=== Challenge A ===
From the records below, pull out every line that contains the string "foliage". Case counts, so match capitals and lowercase precisely.

=== Supplied passage ===
======
It will be noticed that the language of the original act of 1822 is sufficiently broad to cover all convictions of any infamous crime, whereever had. The Revised Statutes added, in express terms, the limitation that the conviction must have occurred "within this State," and, by implication, the further limitation that it must be a conviction in the courts of the State. This implication appears to arise out of the exception as to persons "pardoned by the executive, and, by the terms of such pardon, restored to all the rights of a citizen." The executive of the State only can be referred to here, as no pardon issued by the President of the United States would, by its terms, restore a person to the rights of a citizen of the State of New York. It would appear, therefore, proper to construe the statute as referring to those crimes only that can be pardoned by the Governor of the State. Furthermore, such appears to have been the understanding of the statute by the revisers themselves, as their note above referred to shows. For, the remedy proposed by them in the note, while sufficient, if only convictions in the courts of the State are within the scope of the statute, is wholly insufficient if the statute includes convictions in the courts of the United States. The limitation which thus appears in the Revised Statutes is more plainly seen in the enactment of 1842, for while, in that act, the exception as to persons pardoned is substantially the same

1 Tit. 4, art. 2, sec. 10.

2 Title 1, sec. 3.

as before, the disqualifying clause requires not only that the conviction shall be of an infamous crime, but that it shall be of a crime "deemed by the laws of this State a felony." This statute requires not only that the crime be of the class of infamous crimes, but, also, that it be such a crime as, by the laws of the State, is declared to be a felony. The courts of the United States take cognizance only of statutory offenses against the United States, created by the law of the United States, and I doubt whether it can be said that any mere statutory offense, created by a law of the United States is "deemed by the laws of the State a felony." It has been contended that the word "deemed," as it is used shows an intention to include all crimes presenting the feature designated by the laws of the State as the characteristic of a felony, namely, a liability to be punished by death or by imprisonment in a State prison and hence it is concluded, that, inasmuch as the accused, upon his conviction under section 5431, became liable to imprisonment in a State prison, he is within the scope of the disqualifying statute. Here this difficulty arises, that, while the laws of the State are framed with the intent that the mode of punishment liable to be inflicted shall determine the character of the offense, as a felony or otherwise, the laws of the United States are not so framed. By the laws of the United States, upon conviction for any offense, where the sentence imposed is an imprisonment for a period of more than one year, the sentence may be directed to be executed in a State prison.2 And there are offenses against the United States made, by express terms, misdemeanors, although punishable by hard labor in a State prison. It would, therefore, result, that a conviction for any offense against the United States, where imprisonment for a period of more than one year can be inflicted, would have the effect to disqualify the person convicted.
======
=== Records shown ===
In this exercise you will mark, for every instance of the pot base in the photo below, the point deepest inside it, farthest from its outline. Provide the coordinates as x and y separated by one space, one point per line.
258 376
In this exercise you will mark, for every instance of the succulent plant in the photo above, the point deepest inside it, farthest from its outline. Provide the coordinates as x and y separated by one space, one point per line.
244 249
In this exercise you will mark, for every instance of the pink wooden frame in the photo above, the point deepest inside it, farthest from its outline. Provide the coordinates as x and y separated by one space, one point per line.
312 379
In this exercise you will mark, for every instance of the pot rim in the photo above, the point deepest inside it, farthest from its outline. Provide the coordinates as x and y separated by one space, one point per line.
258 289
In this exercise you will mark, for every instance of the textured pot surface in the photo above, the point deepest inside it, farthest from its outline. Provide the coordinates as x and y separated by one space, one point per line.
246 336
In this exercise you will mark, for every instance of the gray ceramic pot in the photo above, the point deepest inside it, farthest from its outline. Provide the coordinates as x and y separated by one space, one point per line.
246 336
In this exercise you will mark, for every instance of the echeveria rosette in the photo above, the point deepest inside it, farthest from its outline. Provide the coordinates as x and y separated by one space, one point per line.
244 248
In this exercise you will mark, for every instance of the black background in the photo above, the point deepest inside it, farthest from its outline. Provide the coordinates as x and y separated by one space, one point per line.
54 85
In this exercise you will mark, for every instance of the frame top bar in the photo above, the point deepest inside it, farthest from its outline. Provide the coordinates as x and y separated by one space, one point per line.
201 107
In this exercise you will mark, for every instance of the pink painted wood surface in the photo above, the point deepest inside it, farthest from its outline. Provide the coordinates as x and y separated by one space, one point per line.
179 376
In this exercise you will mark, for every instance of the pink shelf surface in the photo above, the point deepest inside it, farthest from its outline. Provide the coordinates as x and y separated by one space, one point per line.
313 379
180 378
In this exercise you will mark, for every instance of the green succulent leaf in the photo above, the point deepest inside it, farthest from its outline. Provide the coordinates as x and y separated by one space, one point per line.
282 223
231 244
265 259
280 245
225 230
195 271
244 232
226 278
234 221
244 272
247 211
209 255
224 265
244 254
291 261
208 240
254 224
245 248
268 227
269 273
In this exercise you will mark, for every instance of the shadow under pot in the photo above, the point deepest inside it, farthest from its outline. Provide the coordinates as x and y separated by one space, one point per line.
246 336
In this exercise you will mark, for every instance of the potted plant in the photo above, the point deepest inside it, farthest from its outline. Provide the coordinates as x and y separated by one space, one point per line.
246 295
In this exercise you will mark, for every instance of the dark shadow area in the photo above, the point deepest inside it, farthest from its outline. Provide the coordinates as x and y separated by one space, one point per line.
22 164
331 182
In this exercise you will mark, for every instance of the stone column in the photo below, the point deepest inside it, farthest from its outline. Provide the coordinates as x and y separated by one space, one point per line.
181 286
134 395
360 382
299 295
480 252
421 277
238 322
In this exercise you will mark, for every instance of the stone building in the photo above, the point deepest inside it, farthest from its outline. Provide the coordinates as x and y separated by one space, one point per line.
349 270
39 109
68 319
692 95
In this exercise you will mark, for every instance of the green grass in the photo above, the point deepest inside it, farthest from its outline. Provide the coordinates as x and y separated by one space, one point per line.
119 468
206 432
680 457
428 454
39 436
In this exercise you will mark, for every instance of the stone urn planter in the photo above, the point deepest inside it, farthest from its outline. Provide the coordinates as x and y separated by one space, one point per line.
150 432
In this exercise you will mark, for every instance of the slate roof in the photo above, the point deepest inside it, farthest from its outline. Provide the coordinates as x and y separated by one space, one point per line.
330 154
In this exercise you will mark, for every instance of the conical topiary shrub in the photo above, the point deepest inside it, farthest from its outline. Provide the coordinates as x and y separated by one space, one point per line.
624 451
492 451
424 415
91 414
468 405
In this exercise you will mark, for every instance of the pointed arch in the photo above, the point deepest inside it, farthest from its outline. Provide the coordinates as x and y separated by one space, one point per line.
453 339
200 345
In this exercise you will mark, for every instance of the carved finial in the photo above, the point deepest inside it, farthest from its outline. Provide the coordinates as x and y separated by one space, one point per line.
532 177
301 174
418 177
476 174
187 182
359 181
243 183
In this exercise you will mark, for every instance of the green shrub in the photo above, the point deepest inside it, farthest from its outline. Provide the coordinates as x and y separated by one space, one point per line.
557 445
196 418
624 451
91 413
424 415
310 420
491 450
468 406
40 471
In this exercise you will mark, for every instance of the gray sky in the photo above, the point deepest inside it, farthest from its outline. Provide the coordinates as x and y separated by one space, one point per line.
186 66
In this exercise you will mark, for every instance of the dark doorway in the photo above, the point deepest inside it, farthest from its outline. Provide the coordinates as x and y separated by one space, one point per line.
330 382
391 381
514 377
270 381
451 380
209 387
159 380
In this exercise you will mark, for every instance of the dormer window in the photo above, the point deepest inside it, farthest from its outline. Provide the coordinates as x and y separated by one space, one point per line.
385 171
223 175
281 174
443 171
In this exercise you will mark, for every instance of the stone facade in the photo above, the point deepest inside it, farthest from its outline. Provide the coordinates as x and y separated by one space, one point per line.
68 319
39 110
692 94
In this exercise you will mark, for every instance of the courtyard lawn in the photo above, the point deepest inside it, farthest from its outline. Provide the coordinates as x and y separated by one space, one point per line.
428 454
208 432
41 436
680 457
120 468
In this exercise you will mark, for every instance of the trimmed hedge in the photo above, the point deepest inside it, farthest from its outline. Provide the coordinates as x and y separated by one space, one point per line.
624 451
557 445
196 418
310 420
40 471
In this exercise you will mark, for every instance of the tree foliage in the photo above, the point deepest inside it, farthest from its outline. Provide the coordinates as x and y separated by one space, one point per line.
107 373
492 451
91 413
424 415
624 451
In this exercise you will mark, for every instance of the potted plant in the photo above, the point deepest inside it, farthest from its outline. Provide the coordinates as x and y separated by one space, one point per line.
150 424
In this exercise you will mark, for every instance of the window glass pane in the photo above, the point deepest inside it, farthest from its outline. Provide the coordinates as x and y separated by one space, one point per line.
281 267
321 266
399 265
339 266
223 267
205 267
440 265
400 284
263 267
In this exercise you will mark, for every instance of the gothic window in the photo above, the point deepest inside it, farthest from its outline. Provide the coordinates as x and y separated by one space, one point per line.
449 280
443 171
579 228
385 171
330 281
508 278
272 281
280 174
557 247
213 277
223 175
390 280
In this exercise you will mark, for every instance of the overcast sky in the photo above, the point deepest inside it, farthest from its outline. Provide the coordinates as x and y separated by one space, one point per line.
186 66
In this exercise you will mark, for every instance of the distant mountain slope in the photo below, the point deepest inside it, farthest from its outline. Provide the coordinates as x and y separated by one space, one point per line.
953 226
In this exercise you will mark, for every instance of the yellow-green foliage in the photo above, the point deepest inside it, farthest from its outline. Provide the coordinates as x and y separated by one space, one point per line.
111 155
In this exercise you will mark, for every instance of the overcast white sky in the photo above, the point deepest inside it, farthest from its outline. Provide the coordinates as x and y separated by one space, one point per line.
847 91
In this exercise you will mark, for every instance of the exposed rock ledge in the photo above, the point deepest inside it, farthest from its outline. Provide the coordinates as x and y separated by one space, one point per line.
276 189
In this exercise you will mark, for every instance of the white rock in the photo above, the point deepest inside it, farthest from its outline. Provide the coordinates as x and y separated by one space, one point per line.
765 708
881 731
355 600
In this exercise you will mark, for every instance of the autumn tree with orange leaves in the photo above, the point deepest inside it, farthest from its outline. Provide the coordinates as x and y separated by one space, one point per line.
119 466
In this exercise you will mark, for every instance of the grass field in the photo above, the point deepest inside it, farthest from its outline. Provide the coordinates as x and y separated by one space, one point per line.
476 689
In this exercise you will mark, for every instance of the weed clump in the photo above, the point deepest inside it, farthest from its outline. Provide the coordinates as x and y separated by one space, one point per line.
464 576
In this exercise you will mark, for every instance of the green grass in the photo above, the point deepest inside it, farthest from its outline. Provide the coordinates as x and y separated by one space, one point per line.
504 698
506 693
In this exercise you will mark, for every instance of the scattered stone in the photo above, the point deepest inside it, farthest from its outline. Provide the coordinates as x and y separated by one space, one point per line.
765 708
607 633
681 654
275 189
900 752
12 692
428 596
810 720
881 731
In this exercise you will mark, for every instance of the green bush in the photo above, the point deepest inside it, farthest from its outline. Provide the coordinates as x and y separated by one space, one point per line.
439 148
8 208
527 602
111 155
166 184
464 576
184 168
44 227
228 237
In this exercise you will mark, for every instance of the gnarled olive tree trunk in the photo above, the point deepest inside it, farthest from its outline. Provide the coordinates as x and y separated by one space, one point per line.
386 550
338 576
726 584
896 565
======
=== Challenge B ===
Name every phrase that the passage on disqualifying convictions places in double quotation marks, in the order they appear.

=== Exercise response A ===
In this exercise you will mark, for every instance of the tree foliage in the photo above, the point deepest inside it, farthest from its outline. Provide the coordinates as x and y separated by one space, one point per line.
In this exercise you will mark, for every instance of the yellow-green foliage in the photo above, the point deepest inside it, farthest from its outline. Provide the coordinates as x and y separated by one space, one point per line.

=== Exercise response B ===
- within this State
- pardoned by the executive, and, by the terms of such pardon, restored to all the rights of a citizen
- deemed by the laws of this State a felony
- deemed by the laws of the State a felony
- deemed